Task objective
Write out the lines starting at the one containing "TARGET: stack of books" and ending at the one containing "[(131, 330), (840, 471), (633, 233)]", both included, reproducing each line exactly.

= = = = = = =

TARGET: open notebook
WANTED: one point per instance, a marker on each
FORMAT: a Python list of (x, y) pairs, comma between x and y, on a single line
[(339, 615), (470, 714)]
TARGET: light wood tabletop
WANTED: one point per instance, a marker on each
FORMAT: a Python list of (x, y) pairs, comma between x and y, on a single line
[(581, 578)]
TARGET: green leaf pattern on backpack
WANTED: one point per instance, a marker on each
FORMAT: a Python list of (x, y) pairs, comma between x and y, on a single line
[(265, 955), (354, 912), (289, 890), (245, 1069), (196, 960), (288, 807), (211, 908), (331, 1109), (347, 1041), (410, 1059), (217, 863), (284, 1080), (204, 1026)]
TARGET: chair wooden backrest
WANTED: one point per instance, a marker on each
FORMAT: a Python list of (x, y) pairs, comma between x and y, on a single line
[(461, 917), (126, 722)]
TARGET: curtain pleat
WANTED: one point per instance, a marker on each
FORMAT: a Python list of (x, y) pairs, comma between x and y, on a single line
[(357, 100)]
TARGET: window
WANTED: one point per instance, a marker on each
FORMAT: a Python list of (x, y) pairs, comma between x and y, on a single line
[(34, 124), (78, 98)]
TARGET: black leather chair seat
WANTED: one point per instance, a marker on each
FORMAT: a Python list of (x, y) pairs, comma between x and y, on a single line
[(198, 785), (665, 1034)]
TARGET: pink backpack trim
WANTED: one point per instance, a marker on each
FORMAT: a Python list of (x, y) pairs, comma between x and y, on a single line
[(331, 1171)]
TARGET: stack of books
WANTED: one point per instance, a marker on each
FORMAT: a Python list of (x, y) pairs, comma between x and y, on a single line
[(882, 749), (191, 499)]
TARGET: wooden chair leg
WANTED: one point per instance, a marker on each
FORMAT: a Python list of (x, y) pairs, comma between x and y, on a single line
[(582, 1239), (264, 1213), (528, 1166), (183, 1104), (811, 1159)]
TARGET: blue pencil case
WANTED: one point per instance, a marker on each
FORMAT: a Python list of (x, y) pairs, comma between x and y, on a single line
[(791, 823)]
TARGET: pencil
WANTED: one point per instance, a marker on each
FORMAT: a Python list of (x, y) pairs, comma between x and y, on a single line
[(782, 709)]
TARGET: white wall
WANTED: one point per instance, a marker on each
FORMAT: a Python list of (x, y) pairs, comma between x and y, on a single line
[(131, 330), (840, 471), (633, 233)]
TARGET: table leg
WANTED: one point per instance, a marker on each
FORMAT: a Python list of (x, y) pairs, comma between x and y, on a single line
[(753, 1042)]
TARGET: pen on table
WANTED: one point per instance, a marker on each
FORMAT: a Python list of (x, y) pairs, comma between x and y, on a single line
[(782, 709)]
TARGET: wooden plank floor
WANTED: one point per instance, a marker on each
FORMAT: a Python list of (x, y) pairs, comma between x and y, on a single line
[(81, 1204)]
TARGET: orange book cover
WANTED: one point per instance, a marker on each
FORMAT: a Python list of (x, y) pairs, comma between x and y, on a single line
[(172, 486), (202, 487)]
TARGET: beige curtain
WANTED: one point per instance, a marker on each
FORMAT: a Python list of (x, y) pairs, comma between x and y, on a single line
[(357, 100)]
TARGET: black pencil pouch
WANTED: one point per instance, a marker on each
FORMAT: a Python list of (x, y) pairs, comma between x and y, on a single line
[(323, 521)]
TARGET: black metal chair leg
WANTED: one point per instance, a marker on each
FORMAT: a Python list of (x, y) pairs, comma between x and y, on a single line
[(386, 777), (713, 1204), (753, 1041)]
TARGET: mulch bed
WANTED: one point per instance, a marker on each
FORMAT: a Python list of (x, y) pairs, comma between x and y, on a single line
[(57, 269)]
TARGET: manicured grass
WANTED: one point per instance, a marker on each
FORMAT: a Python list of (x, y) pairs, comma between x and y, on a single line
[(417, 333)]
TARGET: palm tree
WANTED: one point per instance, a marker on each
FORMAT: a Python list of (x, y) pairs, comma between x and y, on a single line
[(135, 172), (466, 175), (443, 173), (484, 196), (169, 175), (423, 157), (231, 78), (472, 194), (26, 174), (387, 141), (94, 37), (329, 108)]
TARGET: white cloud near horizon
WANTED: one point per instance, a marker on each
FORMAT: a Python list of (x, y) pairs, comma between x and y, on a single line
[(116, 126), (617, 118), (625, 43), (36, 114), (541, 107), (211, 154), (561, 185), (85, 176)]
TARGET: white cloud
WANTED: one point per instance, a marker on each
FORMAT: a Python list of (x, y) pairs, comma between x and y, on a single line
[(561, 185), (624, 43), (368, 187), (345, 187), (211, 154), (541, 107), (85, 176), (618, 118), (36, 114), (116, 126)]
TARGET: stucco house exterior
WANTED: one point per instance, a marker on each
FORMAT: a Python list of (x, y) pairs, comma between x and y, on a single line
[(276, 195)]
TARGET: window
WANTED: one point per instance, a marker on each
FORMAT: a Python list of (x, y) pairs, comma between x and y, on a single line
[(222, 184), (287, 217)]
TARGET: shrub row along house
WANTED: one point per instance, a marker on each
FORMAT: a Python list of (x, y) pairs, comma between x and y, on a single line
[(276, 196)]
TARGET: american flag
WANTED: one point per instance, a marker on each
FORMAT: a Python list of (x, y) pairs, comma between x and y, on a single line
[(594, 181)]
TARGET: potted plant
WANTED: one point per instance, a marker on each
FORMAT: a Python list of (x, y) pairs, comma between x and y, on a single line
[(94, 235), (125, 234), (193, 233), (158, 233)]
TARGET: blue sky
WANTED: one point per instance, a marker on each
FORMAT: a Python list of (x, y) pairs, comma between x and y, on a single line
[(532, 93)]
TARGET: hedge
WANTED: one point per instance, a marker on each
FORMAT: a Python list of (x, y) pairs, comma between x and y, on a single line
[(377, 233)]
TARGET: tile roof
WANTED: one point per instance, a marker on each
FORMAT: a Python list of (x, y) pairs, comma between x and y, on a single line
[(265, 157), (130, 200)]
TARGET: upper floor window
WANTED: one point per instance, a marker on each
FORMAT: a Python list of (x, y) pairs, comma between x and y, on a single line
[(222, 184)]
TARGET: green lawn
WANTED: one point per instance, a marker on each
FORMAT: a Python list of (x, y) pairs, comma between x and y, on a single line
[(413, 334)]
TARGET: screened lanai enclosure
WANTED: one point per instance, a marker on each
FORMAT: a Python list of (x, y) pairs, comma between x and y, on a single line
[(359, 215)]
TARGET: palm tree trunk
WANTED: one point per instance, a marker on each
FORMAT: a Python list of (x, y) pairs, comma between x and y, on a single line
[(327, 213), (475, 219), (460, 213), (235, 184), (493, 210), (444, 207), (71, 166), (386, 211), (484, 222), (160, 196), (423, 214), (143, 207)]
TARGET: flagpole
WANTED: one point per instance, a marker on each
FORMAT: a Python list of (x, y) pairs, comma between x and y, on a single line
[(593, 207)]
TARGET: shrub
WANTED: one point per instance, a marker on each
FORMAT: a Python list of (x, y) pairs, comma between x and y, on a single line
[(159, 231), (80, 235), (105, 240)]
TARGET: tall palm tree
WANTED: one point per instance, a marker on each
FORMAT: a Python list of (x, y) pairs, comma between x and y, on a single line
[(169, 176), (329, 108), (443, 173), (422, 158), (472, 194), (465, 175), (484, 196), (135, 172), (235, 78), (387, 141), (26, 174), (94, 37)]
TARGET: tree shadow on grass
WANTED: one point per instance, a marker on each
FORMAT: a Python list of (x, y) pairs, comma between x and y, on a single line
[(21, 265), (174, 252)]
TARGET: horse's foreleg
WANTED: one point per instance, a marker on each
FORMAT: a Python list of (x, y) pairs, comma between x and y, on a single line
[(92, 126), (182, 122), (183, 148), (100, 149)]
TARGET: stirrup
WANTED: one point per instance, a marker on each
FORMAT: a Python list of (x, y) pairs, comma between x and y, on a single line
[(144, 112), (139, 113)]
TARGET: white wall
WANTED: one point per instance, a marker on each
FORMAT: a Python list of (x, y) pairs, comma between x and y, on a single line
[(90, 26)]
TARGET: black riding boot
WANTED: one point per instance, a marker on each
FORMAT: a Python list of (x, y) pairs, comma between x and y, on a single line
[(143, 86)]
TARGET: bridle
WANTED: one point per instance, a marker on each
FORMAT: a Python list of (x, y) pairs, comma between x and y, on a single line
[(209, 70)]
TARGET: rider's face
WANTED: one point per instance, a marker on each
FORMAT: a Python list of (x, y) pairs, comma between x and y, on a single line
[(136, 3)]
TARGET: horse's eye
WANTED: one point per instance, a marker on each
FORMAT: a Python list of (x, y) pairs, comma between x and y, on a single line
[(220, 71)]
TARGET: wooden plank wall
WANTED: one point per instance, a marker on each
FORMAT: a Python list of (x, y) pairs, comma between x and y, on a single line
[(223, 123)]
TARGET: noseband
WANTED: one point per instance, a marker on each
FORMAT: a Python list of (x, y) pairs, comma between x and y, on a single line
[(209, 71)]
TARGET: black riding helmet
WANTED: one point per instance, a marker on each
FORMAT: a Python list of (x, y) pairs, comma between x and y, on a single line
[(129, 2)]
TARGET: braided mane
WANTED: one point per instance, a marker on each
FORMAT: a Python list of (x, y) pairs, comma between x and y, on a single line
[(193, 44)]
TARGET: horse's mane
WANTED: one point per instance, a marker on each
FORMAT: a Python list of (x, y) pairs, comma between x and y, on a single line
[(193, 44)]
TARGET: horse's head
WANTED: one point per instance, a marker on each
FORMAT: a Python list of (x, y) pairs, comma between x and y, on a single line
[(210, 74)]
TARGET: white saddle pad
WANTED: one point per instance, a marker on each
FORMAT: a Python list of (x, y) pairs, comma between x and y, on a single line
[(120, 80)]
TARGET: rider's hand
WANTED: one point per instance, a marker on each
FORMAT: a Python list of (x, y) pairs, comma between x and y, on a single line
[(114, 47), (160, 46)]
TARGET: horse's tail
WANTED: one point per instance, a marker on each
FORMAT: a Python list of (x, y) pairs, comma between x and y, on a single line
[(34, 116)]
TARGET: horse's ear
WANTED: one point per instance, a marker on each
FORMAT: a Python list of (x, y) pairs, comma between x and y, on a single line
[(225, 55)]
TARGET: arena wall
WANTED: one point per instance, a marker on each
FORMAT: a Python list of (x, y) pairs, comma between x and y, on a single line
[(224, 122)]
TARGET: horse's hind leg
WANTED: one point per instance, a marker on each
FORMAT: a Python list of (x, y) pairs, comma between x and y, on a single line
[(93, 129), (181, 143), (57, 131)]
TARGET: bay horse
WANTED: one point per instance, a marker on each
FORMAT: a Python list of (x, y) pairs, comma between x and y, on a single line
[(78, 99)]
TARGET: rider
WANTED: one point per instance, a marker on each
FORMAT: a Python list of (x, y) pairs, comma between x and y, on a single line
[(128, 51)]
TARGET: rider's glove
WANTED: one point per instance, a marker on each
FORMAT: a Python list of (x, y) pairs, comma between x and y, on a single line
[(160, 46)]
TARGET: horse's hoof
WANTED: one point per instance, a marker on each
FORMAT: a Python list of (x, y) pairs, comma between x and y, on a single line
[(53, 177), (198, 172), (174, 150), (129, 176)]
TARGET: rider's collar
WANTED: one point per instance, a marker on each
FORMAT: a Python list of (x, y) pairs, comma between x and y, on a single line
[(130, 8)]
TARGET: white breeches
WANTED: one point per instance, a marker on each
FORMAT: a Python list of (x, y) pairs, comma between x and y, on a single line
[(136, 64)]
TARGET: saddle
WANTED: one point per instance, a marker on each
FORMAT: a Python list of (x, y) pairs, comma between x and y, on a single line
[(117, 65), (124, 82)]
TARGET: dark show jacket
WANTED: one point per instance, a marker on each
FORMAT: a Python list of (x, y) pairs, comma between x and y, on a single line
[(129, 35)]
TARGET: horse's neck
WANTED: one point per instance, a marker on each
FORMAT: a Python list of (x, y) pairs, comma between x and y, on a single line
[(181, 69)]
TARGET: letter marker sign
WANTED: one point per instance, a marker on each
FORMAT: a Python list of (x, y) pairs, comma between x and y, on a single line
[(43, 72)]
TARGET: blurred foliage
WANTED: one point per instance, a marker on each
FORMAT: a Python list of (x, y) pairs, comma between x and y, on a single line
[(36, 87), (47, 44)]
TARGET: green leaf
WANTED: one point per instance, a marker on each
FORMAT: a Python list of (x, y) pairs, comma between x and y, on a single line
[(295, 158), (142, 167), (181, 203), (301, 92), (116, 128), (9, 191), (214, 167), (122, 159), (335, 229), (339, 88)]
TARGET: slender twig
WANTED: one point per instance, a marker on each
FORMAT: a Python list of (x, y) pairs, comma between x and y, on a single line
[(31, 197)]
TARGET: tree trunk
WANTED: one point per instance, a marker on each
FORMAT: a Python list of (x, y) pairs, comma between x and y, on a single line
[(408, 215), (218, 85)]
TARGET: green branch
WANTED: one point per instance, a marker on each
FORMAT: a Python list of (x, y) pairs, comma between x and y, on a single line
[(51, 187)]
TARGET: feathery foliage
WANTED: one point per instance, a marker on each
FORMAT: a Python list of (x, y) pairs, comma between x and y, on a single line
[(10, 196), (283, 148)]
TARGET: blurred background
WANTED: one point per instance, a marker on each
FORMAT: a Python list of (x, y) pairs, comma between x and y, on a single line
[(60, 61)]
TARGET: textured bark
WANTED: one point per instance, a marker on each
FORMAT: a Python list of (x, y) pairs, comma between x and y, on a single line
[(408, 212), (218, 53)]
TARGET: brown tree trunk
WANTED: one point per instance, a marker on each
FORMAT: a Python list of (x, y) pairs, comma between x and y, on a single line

= = = = = = =

Exercise response
TARGET: stack of books
WANTED: one point per instance, a marker on each
FORMAT: a Python list of (x, y) pairs, comma between x and y, on a single line
[(882, 749), (191, 499)]
TARGET: wooden chair leg
WANTED: one point per instance, a marker on each
FORMAT: a Python list of (x, y) pairs, comma between x and y, on a single line
[(582, 1239), (264, 1213), (528, 1166), (183, 1104), (811, 1159)]
TARGET: blue pencil case
WANTED: one point per instance, a marker on each
FORMAT: a Python list of (x, y) pairs, comma between x and y, on a single line
[(791, 823)]
TARGET: pencil
WANTED: one point per instance, a marker on each
FORMAT: a Python list of (x, y) pairs, comma between x and y, on a single line
[(782, 709)]
TARGET: white wall
WANTED: one point per instance, a marker on each
FORMAT: a Python list of (x, y) pairs, comma between x and y, on a single line
[(131, 330), (840, 471), (633, 233)]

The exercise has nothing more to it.